■ TASKS TO PERFORM:
1/ Reproduce the passage of the article on Frasers Property's offer for Frasers Hospitality Trust that opens with the words containing "Frasers Property‘s S$0.70" and closes with "said on Monday.".
2/ In the article on Frasers Property's offer for Frasers Hospitality Trust, what was the trust's net asset value per unit in September 2019?
3/ Write the next part of the article on Frasers Property's offer for Frasers Hospitality Trust, starting after its final sentence.

■ PAGE EXCERPT:
════
Frasers Hospitality Trust offer’s premium only OK: Analyst

Singapore two-dollar billsSingapore two-dollar bills

Frasers Property‘s S$0.70 bid to take Frasers Hospitality Trust private offers unitholders an “okay,” but not overwhelming, premium, Travis Lundy, an analyst/Insight Provider at Quiddity Advisors, who publishes on Smartkarma, said on Monday.

The offer doesn’t seem overwhelming as the REIT has seen writedowns to its net asset value (NAV) over the past several years, Lundy said in a note. While current NAV is at S$0.6519 a unit, it was at S$0.78 in September 2019, pre-Covid, and at S$0.87 in September 2017, the note said.

Lundy also took some issue with the stated rationales for the deal; he noted the deal rationale for sponsor takeovers often “insults the intelligence of unitholders,” but he added this offer was “pretty special.”

The rationales cited revenue per available room (RevPAR) being “significantly below pre-Covid-19 levels,” and that a further strengthening of the Singapore dollar could limit revaluation gains and distribution per stapled security (DPS) growth, Lundy noted.
════
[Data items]
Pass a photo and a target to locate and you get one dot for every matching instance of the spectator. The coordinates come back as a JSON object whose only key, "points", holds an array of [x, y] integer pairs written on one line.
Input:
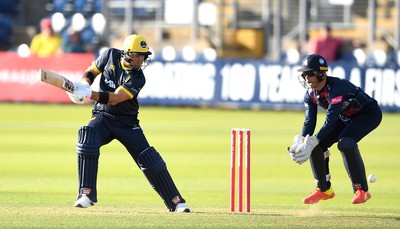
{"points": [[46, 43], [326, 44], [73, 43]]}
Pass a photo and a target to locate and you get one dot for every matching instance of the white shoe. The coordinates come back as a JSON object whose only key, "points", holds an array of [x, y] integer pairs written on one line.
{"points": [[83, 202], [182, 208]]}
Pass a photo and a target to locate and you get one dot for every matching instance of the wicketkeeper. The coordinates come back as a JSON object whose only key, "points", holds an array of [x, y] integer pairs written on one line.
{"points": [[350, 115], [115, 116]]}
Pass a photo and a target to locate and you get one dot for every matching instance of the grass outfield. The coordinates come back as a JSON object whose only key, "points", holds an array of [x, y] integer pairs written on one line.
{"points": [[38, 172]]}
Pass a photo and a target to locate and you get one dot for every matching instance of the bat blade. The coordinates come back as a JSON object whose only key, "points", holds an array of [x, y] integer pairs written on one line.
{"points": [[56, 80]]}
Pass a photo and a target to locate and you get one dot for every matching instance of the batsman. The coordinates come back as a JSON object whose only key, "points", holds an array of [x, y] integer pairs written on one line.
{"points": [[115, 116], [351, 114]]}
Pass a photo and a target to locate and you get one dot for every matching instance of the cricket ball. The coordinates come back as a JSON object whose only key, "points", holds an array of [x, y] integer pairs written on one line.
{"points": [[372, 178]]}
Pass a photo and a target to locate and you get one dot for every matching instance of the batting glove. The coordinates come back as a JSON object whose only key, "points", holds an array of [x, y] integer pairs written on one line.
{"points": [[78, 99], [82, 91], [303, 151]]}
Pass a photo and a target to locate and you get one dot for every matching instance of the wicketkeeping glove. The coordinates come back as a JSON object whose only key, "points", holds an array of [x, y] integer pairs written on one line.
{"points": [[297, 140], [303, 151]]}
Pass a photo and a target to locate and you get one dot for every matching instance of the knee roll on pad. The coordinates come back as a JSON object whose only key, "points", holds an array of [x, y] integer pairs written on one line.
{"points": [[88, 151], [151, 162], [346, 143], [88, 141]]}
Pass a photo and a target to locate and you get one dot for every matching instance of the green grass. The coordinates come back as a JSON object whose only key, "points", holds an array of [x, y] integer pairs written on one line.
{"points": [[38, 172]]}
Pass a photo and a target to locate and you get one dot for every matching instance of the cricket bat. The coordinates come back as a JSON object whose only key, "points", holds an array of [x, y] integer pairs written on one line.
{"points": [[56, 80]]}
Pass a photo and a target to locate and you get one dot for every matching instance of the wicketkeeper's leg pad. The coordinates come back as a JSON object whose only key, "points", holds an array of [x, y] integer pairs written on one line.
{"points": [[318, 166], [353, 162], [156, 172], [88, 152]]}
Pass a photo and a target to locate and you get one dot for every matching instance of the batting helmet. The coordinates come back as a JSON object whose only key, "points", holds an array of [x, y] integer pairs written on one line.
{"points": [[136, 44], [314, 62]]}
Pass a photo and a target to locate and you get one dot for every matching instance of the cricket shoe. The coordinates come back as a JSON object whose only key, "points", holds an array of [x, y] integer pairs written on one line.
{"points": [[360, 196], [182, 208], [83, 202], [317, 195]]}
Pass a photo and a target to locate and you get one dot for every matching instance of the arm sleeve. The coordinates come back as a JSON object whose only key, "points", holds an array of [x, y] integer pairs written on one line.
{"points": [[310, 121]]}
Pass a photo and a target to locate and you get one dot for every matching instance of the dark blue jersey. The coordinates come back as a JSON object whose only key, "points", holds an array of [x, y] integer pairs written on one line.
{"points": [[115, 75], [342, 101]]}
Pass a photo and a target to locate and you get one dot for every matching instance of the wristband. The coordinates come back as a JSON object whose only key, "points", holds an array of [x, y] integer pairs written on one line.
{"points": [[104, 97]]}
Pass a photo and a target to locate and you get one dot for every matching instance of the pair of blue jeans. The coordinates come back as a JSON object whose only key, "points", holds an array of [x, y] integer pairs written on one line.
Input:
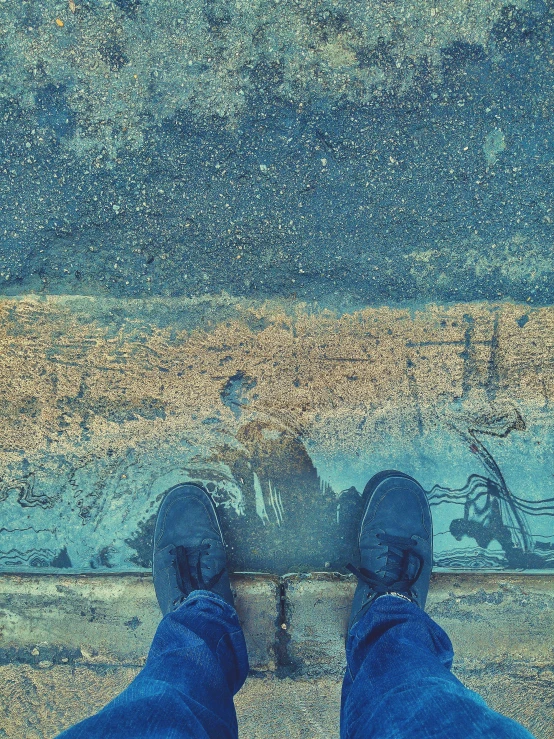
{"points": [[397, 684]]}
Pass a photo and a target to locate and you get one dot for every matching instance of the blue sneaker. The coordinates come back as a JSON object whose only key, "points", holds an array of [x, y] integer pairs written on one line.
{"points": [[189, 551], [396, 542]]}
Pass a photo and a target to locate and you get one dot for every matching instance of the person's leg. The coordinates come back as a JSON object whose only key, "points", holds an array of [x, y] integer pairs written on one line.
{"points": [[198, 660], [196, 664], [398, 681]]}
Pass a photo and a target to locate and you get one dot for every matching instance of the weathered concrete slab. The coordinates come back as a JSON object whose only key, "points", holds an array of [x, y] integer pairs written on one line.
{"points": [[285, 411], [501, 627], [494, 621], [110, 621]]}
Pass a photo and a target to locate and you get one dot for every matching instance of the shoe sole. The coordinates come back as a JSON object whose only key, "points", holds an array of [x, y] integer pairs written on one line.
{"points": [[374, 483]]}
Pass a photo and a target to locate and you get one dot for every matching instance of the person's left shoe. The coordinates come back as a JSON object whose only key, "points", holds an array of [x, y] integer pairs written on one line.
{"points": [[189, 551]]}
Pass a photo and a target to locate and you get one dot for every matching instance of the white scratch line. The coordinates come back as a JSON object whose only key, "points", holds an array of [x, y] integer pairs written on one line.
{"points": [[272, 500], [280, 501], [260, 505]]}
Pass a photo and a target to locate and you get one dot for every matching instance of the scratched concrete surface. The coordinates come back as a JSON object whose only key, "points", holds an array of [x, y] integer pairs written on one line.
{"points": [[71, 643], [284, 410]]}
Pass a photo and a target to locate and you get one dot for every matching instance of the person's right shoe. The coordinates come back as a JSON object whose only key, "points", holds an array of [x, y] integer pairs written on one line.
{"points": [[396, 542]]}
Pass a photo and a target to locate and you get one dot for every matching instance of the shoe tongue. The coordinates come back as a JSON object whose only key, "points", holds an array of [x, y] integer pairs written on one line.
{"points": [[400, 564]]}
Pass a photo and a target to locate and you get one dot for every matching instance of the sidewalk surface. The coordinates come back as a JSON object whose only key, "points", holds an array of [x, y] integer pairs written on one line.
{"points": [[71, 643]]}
════
■ EXPECTED RESULTS:
1/
Frasers Property‘s S$0.70 bid to take Frasers Hospitality Trust private offers unitholders an “okay,” but not overwhelming, premium, Travis Lundy, an analyst/Insight Provider at Quiddity Advisors, who publishes on Smartkarma, said on Monday.

2/ S$0.78 a unit.

3/
“Markets gonna market and the sponsor wants to be opportunistic while things are bad. The manager didn’t hedge the foreign-exchange exposure on foreign assets and now the the Singapore dollar is stronger than before (vs non-U.S. dollar currencies), having gained 10 percent in eight full years,” Lundy noted.

The unit has underperformed because of Covid and lack of travel; travel starts picking up (generally upbeat second-quarter report and presentation on 29 April) and now they want to buy it at a premium to a downtrodden NAV,” he said. 

Lundy noted the offer terms haven’t been declared final, and he said an activist investor may “get upset” over the small premium to NAV.

“If there is noise, one might expect a little bump,” potentially of “a few cents,” but not as much as 10 Singapore cents, the note said.

Units of Frasers Hospitality Trust ended Monday at S$0.69, up 4.55 percent.